Décisions de la Cour fédérale

Informations sur la décision

Contenu de la décision

 

 

Date : 20080215

Dossier : T‑1311‑07

Référence : 2008 CF 196

Ottawa (Ontario), le 15 février 2008

EN PRÉSENCE DE MADAME LA JUGE SNIDER

 

 

ENTRE :

MICHEL LAFRAMBOISE

demandeur

 

et

 

L’AGENCE DU REVENU DU CANADA

défenderesse

 

MOTIFS DU JUGEMENT ET JUGEMENT

 

[1]               Après l’audition de cette demande, j’ai informé les parties que je ferais droit à la demande de contrôle judiciaire. Les motifs de ma décision sont les suivants.

 

I.          Le contexte

 

[2]               Michel LaFramboise a négligé de produire ses déclarations de revenus dans les délais prévus pour les années d’imposition 2002 et 2004. Il a négligé aussi d’inclure dans ses déclarations tous ses revenus desdites années, comme il devait le faire en vertu de la Loi de l’impôt sur le revenu, L.R.C. 1985 (5e suppl.), ch. 1. Des intérêts et des pénalités lui ont donc été imposés. Le 1er juin 2007, le demandeur devait un total de 14 185,92 $, somme qui comprenait des pénalités de 2 440,92 $ et des arriérés d’intérêts de 3 089,77 $. M. LaFramboise a prié les représentants de l’Agence du revenu du Canada (ARC) de le dispenser du paiement des intérêts et des pénalités, ce qui lui a été refusé par lettre datée du 8 mars 2007.

_DONNÉES FOURNIES_:
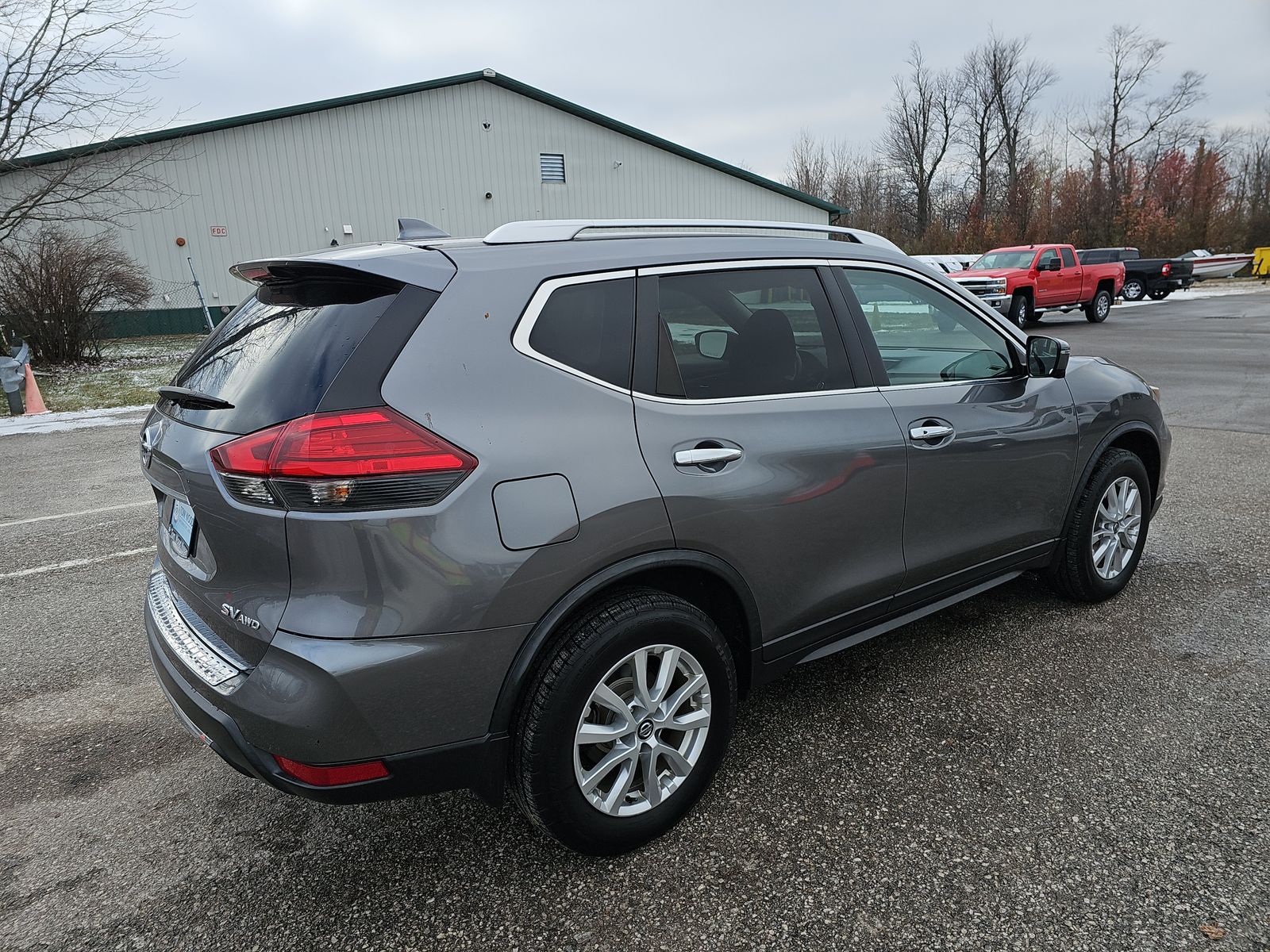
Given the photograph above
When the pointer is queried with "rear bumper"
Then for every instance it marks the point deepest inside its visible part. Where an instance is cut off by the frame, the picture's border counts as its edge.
(295, 706)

_À COMPLÉTER_:
1. Les affirmations suivantes concordent-elles avec l'extrait ? Pour chacune, répondez par oui ou non en citant les mots de l'extrait qui tranchent : (a) M. LaFramboise a produit à temps ses déclarations de revenus pour 2002 et 2004 ; (b) la somme due au 1er juin 2007 comprenait des pénalités de 2 440,92 $ ; (c) l'ARC a accepté de dispenser M. LaFramboise du paiement des intérêts et des pénalités.
2. D'après l'extrait, pourquoi des intérêts et des pénalités ont-ils été imposés à M. LaFramboise ? Répondez en une à trois phrases.

_RÉPONSES DANS L'ORDRE_:
1.
(a) Non : « Michel LaFramboise a négligé de produire ses déclarations de revenus dans les délais prévus pour les années d’imposition 2002 et 2004 ».
(b) Oui : « somme qui comprenait des pénalités de 2 440,92 $ ».
(c) Non : « ce qui lui a été refusé par lettre datée du 8 mars 2007 ».

2. Il n'a pas produit ses déclarations de revenus dans les délais prévus pour les années d'imposition 2002 et 2004. Il n'y a pas non plus inclus tous ses revenus de ces années, comme l'exigeait la Loi de l'impôt sur le revenu.